Extrait du texte:
┄┄┄┄┄┄
Navia Magloire, Blessures de l'âme, CreateSpace Independent Publishing Platform, 104 pages.

 Je ne pense pas que le créole en tant que langue soit pour quelque chose dans ma personnalité poétique. On ne peut ni réduire ni enfermer la personnalité humaine dans une langue, que cette personne soit ou non un poète. Je lis autant les poètes japonais, coréens, que les poètes français, espagnols, africains ou haitïens. en revanche ma langue viscérale est le créole. Mes peines, mes douleurs, mes émotions je les ressens et les perçois en créole.

J’écris à partir de mes viscères et c’est ce que je transforme en langage poétique. Je me considère comme universelle, une poétesse du monde.  La poésie est omniprésente, chaque rencontre, chaque nature, chaque voyage, chaque expression humaine est poésie. Je ne peux détacher la poésie du quotidien. Le quotidien peut être une expression triste de cette dernière mais c’est tout de même là. 

© Kenny Ozier-Lafontaine (Paul Poule) et Vincent Lefèbvre

 

Elbeaux Carlinx – Haïti  :

Je suis un poète haïtien, j'écris dans les deux langues, le créole qui est ma langue maternelle et le français qui est ma langue de formation, mais ça varie pour moi selon les émotions que je veux partager.  Si le créole est une langue aussi romantique que le français, il n'est pas pour moi seulement un moyen de communiquer mais surtout un moyen de dire que je suis homme, de me révolter puisque cette langue a pris naissance dans des circonstances historiques bien déterminées, c'est le ciment qui a rendu possible la révolution des noirs à Saint-Domingue qui va accoucher la nation haïtienne, première nation nègre.
┄┄┄┄┄┄
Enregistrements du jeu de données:
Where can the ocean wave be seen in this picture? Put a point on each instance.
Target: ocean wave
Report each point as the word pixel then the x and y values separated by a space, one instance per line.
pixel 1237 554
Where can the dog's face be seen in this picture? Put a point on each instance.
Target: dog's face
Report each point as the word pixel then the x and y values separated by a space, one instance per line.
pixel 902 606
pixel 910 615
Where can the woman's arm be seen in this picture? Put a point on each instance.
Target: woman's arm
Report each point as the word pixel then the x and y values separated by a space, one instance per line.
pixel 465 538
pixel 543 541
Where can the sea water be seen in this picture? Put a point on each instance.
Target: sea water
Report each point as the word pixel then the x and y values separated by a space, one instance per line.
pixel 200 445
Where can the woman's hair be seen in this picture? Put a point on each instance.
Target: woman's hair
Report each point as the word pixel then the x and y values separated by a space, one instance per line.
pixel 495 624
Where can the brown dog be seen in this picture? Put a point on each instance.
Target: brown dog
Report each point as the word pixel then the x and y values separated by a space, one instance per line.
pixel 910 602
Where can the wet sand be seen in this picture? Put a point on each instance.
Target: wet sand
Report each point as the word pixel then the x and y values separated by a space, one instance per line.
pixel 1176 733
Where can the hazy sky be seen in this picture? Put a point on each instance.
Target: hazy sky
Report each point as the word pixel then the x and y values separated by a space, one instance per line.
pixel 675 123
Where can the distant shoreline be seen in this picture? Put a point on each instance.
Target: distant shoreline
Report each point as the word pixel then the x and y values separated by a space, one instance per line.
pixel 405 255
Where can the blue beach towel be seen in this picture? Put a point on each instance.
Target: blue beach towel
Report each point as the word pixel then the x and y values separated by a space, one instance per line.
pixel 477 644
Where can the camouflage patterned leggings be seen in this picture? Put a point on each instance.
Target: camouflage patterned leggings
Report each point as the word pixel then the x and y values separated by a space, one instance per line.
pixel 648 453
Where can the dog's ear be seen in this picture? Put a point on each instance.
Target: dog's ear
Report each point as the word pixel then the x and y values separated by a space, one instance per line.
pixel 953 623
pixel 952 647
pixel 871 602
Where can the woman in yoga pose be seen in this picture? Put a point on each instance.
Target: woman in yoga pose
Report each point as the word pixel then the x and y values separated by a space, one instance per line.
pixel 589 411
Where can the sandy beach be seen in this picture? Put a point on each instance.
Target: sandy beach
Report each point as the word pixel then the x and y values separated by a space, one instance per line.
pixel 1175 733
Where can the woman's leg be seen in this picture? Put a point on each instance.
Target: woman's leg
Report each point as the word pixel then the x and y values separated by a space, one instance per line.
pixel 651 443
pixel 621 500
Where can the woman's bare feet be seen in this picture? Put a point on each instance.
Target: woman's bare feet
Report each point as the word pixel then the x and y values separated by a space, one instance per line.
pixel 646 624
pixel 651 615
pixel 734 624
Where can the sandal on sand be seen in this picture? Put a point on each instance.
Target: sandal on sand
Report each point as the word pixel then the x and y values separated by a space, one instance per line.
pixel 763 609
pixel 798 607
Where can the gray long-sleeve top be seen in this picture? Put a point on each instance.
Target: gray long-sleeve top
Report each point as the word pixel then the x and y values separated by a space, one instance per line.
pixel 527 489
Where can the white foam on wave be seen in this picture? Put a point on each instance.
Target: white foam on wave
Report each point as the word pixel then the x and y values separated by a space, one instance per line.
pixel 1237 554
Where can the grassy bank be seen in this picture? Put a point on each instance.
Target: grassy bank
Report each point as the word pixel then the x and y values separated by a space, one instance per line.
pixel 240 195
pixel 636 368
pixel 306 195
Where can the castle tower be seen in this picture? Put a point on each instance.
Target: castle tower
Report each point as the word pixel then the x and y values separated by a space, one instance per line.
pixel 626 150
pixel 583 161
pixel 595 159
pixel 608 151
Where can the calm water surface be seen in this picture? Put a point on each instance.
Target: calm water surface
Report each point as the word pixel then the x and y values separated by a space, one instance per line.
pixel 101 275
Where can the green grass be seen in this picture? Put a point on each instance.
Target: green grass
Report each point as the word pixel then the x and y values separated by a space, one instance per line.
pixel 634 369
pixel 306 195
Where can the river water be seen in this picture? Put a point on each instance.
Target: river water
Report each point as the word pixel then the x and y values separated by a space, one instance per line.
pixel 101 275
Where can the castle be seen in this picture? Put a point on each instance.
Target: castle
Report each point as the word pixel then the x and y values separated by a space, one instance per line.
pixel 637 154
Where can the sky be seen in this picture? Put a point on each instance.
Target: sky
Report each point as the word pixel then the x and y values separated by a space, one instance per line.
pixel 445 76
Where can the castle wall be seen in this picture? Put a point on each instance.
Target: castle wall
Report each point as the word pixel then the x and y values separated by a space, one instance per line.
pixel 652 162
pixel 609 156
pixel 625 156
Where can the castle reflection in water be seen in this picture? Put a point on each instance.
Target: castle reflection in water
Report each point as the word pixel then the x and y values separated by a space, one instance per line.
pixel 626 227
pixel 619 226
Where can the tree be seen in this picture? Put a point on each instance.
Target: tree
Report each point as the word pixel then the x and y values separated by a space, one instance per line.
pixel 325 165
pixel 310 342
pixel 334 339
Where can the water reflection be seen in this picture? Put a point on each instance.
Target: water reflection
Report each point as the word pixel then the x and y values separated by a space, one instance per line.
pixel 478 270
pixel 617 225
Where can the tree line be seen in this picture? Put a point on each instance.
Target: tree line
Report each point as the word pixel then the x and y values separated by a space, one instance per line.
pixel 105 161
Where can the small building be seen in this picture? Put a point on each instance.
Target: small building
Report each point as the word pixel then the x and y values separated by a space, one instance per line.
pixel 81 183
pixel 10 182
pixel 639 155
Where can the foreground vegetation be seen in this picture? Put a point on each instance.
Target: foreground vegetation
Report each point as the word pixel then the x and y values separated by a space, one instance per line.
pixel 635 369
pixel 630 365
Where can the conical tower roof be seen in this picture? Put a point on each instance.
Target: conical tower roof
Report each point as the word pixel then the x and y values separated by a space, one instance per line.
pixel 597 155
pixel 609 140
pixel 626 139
┄┄┄┄┄┄
Consigne:
Les affirmations suivantes s'accordent-elles avec l'extrait sur le créole et la poésie ? Répondez par oui ou par non pour chacune, en citant mot pour mot les termes décisifs de l'extrait.
(a) Elbeaux Carlinx écrit uniquement en français.
(b) La personne qui s'exprime avant Elbeaux Carlinx présente le créole comme sa langue viscérale.
(c) Pour Elbeaux Carlinx, le créole n'est qu'un moyen de communiquer.

Réponse complète:
(a) Non : « j'écris dans les deux langues, le créole qui est ma langue maternelle et le français qui est ma langue de formation »
(b) Oui : « en revanche ma langue viscérale est le créole »
(c) Non : « il n'est pas pour moi seulement un moyen de communiquer mais surtout un moyen de dire que je suis homme »